- _RECORDS SUPPLIED_:

================================

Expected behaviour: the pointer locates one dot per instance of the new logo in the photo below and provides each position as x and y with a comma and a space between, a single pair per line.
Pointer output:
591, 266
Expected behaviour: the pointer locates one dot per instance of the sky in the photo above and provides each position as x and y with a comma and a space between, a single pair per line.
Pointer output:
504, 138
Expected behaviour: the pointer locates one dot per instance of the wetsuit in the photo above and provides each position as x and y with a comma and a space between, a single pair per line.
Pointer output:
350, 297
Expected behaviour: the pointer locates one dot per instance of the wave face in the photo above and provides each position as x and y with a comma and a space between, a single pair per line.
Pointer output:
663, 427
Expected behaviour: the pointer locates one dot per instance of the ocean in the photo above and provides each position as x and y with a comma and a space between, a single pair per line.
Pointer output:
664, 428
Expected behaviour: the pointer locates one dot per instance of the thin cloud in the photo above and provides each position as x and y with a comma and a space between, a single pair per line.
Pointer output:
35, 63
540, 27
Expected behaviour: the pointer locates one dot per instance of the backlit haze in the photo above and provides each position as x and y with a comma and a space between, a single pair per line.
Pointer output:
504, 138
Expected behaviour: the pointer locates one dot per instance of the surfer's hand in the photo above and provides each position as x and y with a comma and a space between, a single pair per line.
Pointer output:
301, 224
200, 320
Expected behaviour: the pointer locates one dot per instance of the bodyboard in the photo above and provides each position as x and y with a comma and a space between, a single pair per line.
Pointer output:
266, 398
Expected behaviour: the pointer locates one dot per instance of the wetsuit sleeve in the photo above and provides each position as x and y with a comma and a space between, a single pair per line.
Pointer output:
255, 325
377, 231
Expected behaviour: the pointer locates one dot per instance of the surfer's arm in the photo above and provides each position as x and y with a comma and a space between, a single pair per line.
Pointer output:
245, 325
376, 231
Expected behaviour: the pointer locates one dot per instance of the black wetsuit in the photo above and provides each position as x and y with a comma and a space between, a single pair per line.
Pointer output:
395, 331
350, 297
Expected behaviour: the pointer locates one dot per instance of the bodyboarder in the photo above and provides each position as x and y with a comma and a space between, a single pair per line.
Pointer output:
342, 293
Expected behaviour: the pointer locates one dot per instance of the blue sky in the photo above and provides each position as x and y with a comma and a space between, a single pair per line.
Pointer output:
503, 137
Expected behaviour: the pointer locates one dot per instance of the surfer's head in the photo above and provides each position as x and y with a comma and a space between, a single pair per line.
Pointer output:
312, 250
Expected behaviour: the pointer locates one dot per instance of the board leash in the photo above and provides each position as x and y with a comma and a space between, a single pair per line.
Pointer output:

================================

- _WORK TO COMPLETE_:
Output the full listing without altering anything.

- _ANSWER TO THE PROBLEM_:
Expected behaviour: the pointer locates one dot per instance of the new logo in the photo below and provides each position as x and y with a comma and a space between, a single pair per line.
Pointer output:
591, 266
Expected behaviour: the pointer locates one dot per instance of the sky in the photo above and provides each position as x and y with a comma and a space between, a single pair per line.
Pointer output:
504, 138
Expected behaviour: the pointer locates one dot per instance of the wetsuit in the photo above and provides each position as x and y with a comma and a space between, a single pair per line.
Pointer output:
350, 297
Expected behaviour: the pointer locates one dot per instance of the wave face in the photo above and provides each position as x and y with a comma and a space between, a single pair per line.
Pointer output:
663, 427
Expected behaviour: the pointer locates one dot per instance of the ocean in the photo above and provides each position as x and y with a comma and a space between, a single pair per line.
Pointer output:
664, 428
Expected behaviour: the pointer locates one dot per instance of the thin cloud in the photo above and provides each position as x and y with a comma and a space between, a single pair per line.
Pointer output:
35, 63
540, 27
Expected behaviour: the pointer locates one dot per instance of the backlit haze in the photo above and provides each position as x and y with a comma and a space between, a single pair per line.
Pointer output:
504, 138
Expected behaviour: the pointer locates one dot per instance of the surfer's hand in the photo above and provides each position as x and y with a comma and a space between, a single pair per line.
Pointer output:
301, 224
200, 320
Expected behaviour: the pointer locates one dot per instance of the bodyboard in the photo above and provides each position as x and y with a comma and a space between, a single pair per line.
Pointer output:
266, 398
Expected behaviour: the pointer locates one dot per instance of the wetsuit sleeve in the photo above and provides each position as x and y with a comma and a space between, a single pair per line.
Pointer output:
255, 325
377, 231
Expected behaviour: the pointer locates one dot per instance of the surfer's arm in the photo above and provides each position as x and y with a comma and a space between, a single pair per line.
Pointer output:
245, 325
376, 231
Expected behaviour: the pointer locates one dot per instance of the black wetsuit in the photo above and provides each position as x and y with a comma and a space between, a single pair per line.
Pointer output:
395, 331
350, 297
Expected behaviour: the pointer locates one dot per instance of the bodyboarder in the photo above and provides each position as x and y with a comma and a space between, a single pair per line.
Pointer output:
342, 293
Expected behaviour: the pointer locates one dot per instance of the blue sky in the photo above and provides each position as x and y with a comma and a space between, a single pair per line.
Pointer output:
503, 137
Expected behaviour: the pointer locates one dot per instance of the surfer's head in the photo above and provides each position as x and y with a comma and a space between, a single pair per line.
Pointer output:
312, 250
Expected behaviour: the pointer locates one dot per instance of the board leash in the photo above and provides each position as x and y with a comma and a space between, a single pair per line.
Pointer output:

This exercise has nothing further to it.